While the 15th Finance Commission has been severely criticised for using the 2011 Census instead of 1971 census, the 14th Finance Commission has been one of the most prominent steps taken by the Government which is oppugnant to the idea of Cooperative Federalism. As per the 14th Finance Commission, the Rashtriya Suraksha Nidhi will not be from the Consolidated Fund of India but will be given by the States. This has been essentially seen as a method of passing on the burden of National Exchequer to the State Governments in the name of security and defence, an area in which the State Governments will have no say.
It was announced that the 14th Finance Commission will increase the share of States in the tax revenues from 32% to 42%. However, much to the disappointment of State Governments, the increase in tax revenues came with a phenomenal cut in the share of Centre in the Centre Sponsored Schemes thus, the effect of this increase has practically been neutralised. The 14th Finance Commission has been a major fiscal blow to the structure of Federalism.
Likewise, the decision of demonetisation was taken without considering the State Governments. There was no consultation or even information to the States and they suffered a severe setback. There were appalling effects on State revenues. The talks were also that the upcoming Uttar Pradesh elections were kept in mind and demonetization was done at that point in time to give a hitch to the election campaigning of other parties in the State.
The 101st Amendment to the Indian Constitution which introduced GST in the Indian Economy under Article 279A has been slagged on the lines of Federalism. The State Governments did not have the power to levy direct taxes. With the introduction of GST, the State Governments now cannot levy indirect tax as well. In the words of Prof. Kavita Rao, “All goods and services will be divided into certain categories. The rates will be fixed by category, and if I am a state, I cannot shift a commodity from a lower to a higher rate, or put it in the exempt category.”
The GST Council, the composition of which is dominated by the Centre, will fix the rates of GST- both at the Centre and the States. Once the tax is fixed, the State Government will have no independence to make any variations. Almost 80% of the revenue of States in India come from taxes, with a tight claw of Centre on the financial position of States the Federal structure of the country is bound to shake.
Article 153 of the Indian Constitution provides that there shall be a Governor for each State and Article 155 states that the Governor shall be appointed by the President and shall hold office during the pleasure of the President. Appointment of Governors has been the bull’s eye for Centre to control the States. With the advent of the NDA Government in 2014, Governors of nine states were changed. Starting from the imposition of a state emergency in Arunachal Pradesh and Uttrakhand to having administered the oath to Devendra Fadnavis at 7.50am making him Chief Minster for 3 days in Maharashtra, Governors have been criticised for their role as that of puppets in the hands of the Central Government.
Under Article 356, for President Rule to be imposed on any State, the role of Governor of that State is of key importance. The terms “breakdown of constitutional machinery” makes a lot of room for mischief. Although in the case of S.R. Bommai v. Union of India (1994) guidelines were given by the Supreme Court for the imposition of state emergency but the Centre Government have always been looking for ways to cast upon its heavy hand on the State under the garb of “breakdown of constitutional machinery”. The most recent instance of Political Coercive Federalism is the Maharashtra state election, where State Emergency was imposed an hour before the deadline and was then revoked an hour before the Governor installed a minority government despite having an alliance satisfying the numbers, in place.

Set problem:
Rewrite the part of the text on Indian federalism that begins with "Article 153 of" and ends after "the Central Government.", putting "agents" in place of "puppets".

Supplied data:

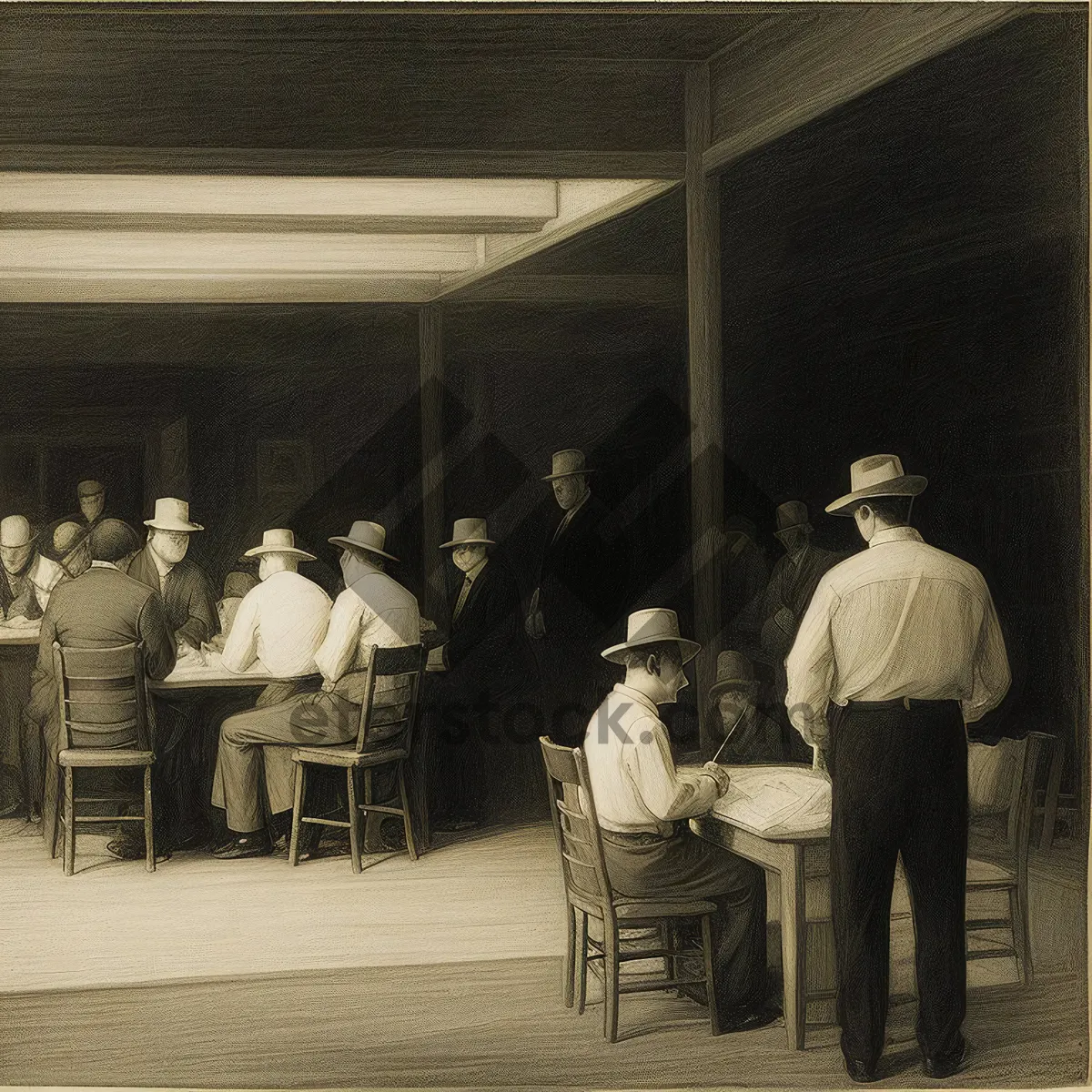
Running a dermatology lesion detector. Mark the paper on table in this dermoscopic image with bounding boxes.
[713,766,830,832]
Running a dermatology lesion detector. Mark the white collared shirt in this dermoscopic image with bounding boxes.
[785,528,1010,738]
[584,682,721,836]
[220,570,329,679]
[317,562,420,704]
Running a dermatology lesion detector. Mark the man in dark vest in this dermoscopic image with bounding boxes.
[525,448,629,746]
[428,519,541,830]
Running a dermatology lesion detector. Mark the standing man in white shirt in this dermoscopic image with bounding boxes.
[785,455,1009,1082]
[213,520,420,861]
[583,607,779,1031]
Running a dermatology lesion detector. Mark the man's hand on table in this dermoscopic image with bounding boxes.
[701,763,732,796]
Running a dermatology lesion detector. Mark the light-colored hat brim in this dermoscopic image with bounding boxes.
[242,546,317,561]
[144,519,204,533]
[327,535,398,561]
[600,635,701,664]
[542,466,595,481]
[826,474,929,515]
[440,539,497,550]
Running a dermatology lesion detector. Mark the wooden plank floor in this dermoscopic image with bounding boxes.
[0,956,1087,1087]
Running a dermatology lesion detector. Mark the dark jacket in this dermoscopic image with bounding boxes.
[129,546,218,649]
[539,496,629,644]
[27,566,175,748]
[443,557,535,700]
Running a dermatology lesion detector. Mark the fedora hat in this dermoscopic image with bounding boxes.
[329,520,398,561]
[440,517,497,550]
[709,652,754,699]
[775,500,812,535]
[242,528,315,561]
[0,515,34,550]
[542,448,595,481]
[144,497,204,533]
[826,455,928,515]
[600,607,701,664]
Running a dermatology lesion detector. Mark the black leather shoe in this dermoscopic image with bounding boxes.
[106,837,170,864]
[721,1006,781,1033]
[845,1058,879,1085]
[212,830,273,861]
[922,1039,966,1081]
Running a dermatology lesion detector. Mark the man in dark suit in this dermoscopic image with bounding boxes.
[428,519,541,830]
[129,497,217,850]
[525,449,629,746]
[27,520,175,856]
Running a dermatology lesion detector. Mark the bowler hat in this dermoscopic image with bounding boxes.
[826,455,928,515]
[542,448,595,481]
[600,607,701,664]
[776,500,812,535]
[0,515,34,550]
[329,520,398,561]
[242,528,315,561]
[440,518,497,550]
[709,651,754,699]
[144,497,204,533]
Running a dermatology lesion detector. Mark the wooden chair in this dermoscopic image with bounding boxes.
[288,644,425,874]
[540,736,721,1043]
[51,641,155,875]
[966,732,1057,985]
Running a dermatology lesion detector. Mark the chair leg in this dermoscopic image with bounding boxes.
[65,765,76,875]
[577,911,588,1016]
[288,763,307,868]
[345,766,364,875]
[602,921,618,1043]
[49,766,65,861]
[1009,886,1033,986]
[144,765,155,873]
[399,763,419,860]
[701,914,721,1036]
[564,901,577,1009]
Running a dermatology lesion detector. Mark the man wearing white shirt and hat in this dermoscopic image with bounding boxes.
[583,607,777,1031]
[213,520,420,861]
[785,455,1009,1082]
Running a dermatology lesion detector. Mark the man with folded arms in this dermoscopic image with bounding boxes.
[213,520,420,861]
[785,455,1009,1082]
[584,607,777,1031]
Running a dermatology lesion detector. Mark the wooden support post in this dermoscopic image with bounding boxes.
[686,65,724,755]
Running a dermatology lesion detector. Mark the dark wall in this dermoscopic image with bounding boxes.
[722,15,1087,782]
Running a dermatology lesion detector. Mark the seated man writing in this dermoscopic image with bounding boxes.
[212,520,420,861]
[584,608,777,1031]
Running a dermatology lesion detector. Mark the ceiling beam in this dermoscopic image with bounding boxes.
[0,171,557,234]
[703,2,1027,173]
[0,144,686,180]
[448,272,686,308]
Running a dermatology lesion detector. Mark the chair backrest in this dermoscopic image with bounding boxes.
[967,732,1057,873]
[54,641,154,750]
[356,644,426,753]
[539,736,612,915]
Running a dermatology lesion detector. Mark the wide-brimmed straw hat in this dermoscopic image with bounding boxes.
[600,607,701,664]
[144,497,204,534]
[542,448,595,481]
[329,520,398,561]
[826,455,928,515]
[242,528,315,561]
[440,518,497,550]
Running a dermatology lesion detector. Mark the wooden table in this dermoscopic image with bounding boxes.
[690,765,834,1050]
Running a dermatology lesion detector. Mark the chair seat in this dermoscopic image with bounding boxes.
[615,899,716,922]
[56,747,155,768]
[291,747,406,769]
[966,857,1016,888]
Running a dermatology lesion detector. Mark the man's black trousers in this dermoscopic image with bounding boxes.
[830,701,967,1068]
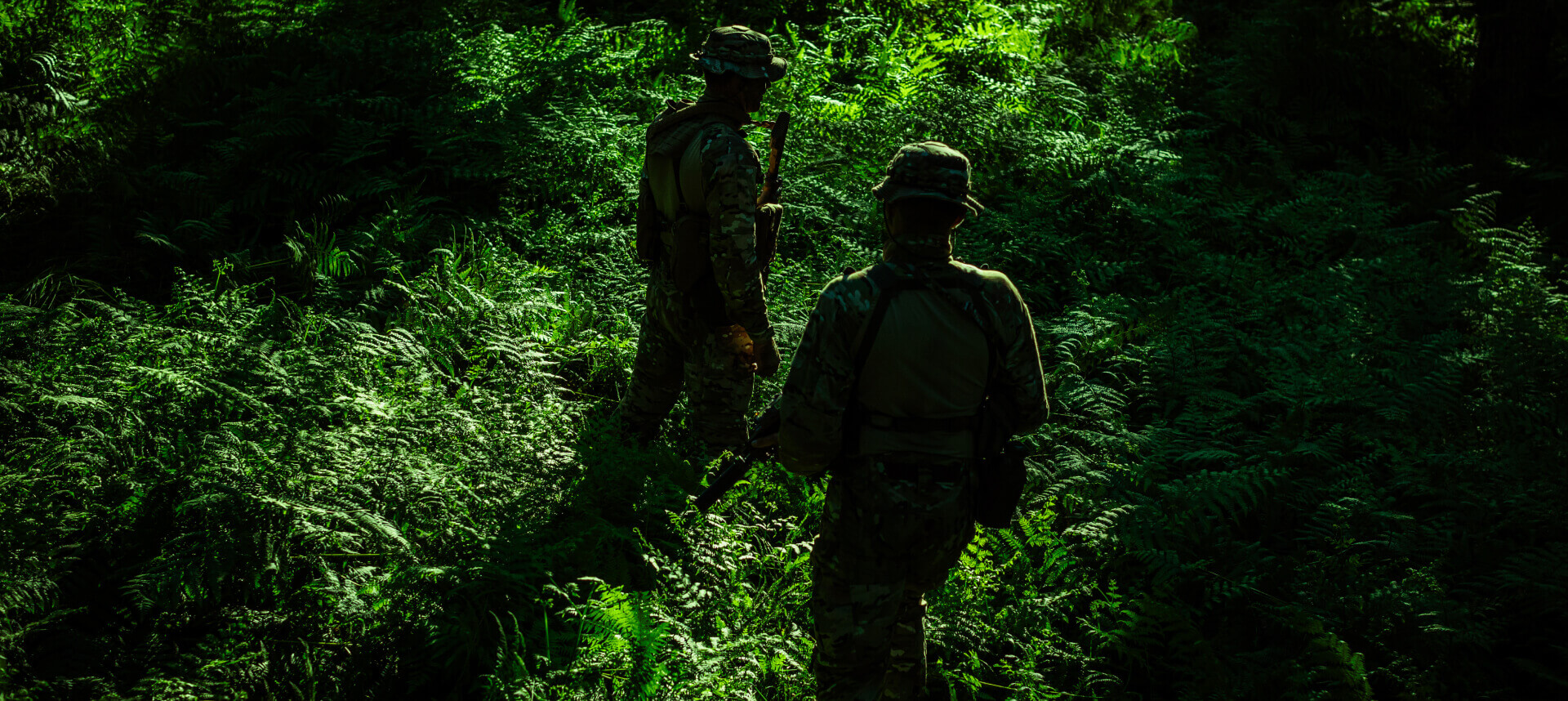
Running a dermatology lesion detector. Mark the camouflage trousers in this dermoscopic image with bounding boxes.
[811,453,973,701]
[615,268,755,445]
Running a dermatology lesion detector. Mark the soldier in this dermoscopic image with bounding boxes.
[617,25,789,449]
[759,141,1048,701]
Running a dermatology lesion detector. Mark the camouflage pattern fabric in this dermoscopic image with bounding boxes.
[617,96,773,445]
[692,25,789,80]
[779,259,1046,701]
[696,115,773,342]
[617,256,755,447]
[872,141,985,215]
[811,453,973,701]
[779,261,1046,476]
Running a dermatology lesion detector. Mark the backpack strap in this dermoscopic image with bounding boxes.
[842,263,1002,453]
[676,130,718,217]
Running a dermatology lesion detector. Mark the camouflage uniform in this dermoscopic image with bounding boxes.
[617,27,787,445]
[779,141,1046,701]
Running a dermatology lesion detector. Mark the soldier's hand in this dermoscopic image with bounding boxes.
[755,336,784,378]
[714,323,757,372]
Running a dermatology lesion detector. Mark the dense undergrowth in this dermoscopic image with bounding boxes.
[0,0,1568,699]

Written response:
Article 153 of the Indian Constitution provides that there shall be a Governor for each State and Article 155 states that the Governor shall be appointed by the President and shall hold office during the pleasure of the President. Appointment of Governors has been the bull’s eye for Centre to control the States. With the advent of the NDA Government in 2014, Governors of nine states were changed. Starting from the imposition of a state emergency in Arunachal Pradesh and Uttrakhand to having administered the oath to Devendra Fadnavis at 7.50am making him Chief Minster for 3 days in Maharashtra, Governors have been criticised for their role as that of agents in the hands of the Central Government.